Problem description: Output the data verbatim, minus the images.

Records shown:
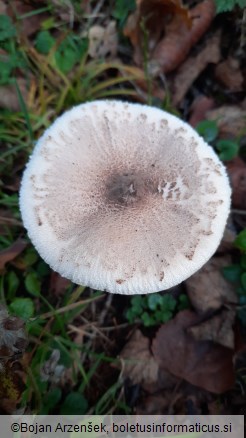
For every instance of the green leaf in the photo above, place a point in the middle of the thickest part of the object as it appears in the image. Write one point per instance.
(208, 129)
(228, 149)
(147, 320)
(168, 302)
(154, 300)
(44, 42)
(30, 257)
(166, 316)
(243, 280)
(12, 283)
(74, 404)
(33, 284)
(240, 241)
(228, 5)
(7, 29)
(22, 307)
(243, 261)
(122, 9)
(232, 273)
(52, 398)
(137, 303)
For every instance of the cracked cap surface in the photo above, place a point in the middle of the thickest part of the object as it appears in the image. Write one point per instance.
(124, 198)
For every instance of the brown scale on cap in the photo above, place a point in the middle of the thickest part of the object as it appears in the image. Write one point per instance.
(117, 184)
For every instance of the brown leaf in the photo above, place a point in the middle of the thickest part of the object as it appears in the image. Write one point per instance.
(217, 329)
(194, 66)
(237, 172)
(13, 338)
(58, 284)
(199, 108)
(140, 366)
(201, 363)
(9, 254)
(27, 25)
(230, 120)
(230, 234)
(138, 362)
(153, 15)
(207, 289)
(229, 74)
(11, 387)
(103, 41)
(176, 44)
(156, 404)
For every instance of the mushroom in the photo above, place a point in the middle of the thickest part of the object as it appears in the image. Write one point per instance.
(124, 197)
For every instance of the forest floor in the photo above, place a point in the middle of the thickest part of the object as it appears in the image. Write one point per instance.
(69, 349)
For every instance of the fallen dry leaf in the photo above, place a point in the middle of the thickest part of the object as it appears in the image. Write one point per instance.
(140, 366)
(201, 363)
(138, 362)
(231, 120)
(237, 172)
(230, 234)
(13, 338)
(153, 15)
(199, 108)
(156, 404)
(103, 41)
(189, 71)
(10, 253)
(207, 289)
(11, 386)
(172, 50)
(218, 328)
(229, 74)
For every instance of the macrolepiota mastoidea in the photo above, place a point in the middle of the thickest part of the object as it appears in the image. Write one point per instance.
(124, 198)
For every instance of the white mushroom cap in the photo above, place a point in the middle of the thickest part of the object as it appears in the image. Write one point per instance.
(124, 198)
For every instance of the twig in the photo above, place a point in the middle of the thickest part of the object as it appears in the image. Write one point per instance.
(105, 309)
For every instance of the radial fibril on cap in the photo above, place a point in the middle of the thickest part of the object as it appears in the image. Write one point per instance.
(124, 198)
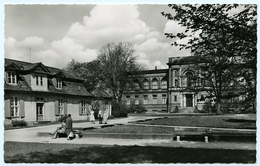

Answer to this exercise:
For every instance of the green leaf in the photo above, place a point in the middle of the thickest part of the object as it appears in the image. Write one point per instance.
(208, 129)
(228, 149)
(147, 320)
(168, 302)
(154, 300)
(44, 42)
(30, 257)
(166, 316)
(243, 280)
(12, 283)
(74, 404)
(33, 284)
(240, 241)
(228, 5)
(7, 29)
(22, 307)
(243, 261)
(122, 9)
(232, 273)
(52, 398)
(137, 303)
For every instance of the cracked cap surface in the photo above, place a point in the middle of the thickest part of the object as it appears in the image. Write one point per instance.
(124, 198)
For every instance of the brown scale on cap in the photo above, place a point in the middle of the thickest part of the object as it appears in the image. Write one point per instance.
(117, 184)
For every instance of the brown leaf in the photo above, place a point in the middle of the thickest part of the object as it appears in the image. Write one point per instance.
(217, 329)
(194, 66)
(237, 172)
(13, 338)
(58, 284)
(199, 108)
(140, 366)
(201, 363)
(9, 254)
(27, 25)
(230, 120)
(230, 234)
(138, 362)
(153, 15)
(207, 289)
(229, 74)
(11, 387)
(103, 41)
(176, 44)
(156, 404)
For every instance of the mushroom in the photo above, place a point in the middle of the thickest part of the object as it appears in the image. Write one point per instance.
(124, 197)
For every instance of the forest floor in the photo above, place a point in the middle of the thickest part of the object as it appears in the image. Write one point per instance.
(69, 349)
For every instance of the fallen dry leaf in the photo above, place a point in the middle of the thickest part of the object as it appears in the image. Write one point per instance.
(140, 366)
(201, 363)
(138, 362)
(231, 120)
(237, 172)
(230, 234)
(13, 338)
(153, 15)
(199, 108)
(156, 404)
(103, 41)
(189, 71)
(10, 253)
(207, 289)
(11, 386)
(172, 50)
(218, 328)
(229, 74)
For every instance of the macrolepiota mastoidea in the photo above, place a point in the middle of the thickest part of the object as it appears in the image. Write one point per instance.
(124, 198)
For every instance of the white mushroom cap in the photo above, place a point in the middle of the thickest part of the object as it appears in the image. Write one point per instance.
(124, 198)
For every instance of the twig in the photo above, place a point in the middle of the thickest part of the object as it appears in the image. Write one point per instance.
(105, 309)
For every instance of the radial fibril on cap in the photo above, place a point in the middle of the thickest part of the object as it appears in the image. Write one point per instance.
(124, 198)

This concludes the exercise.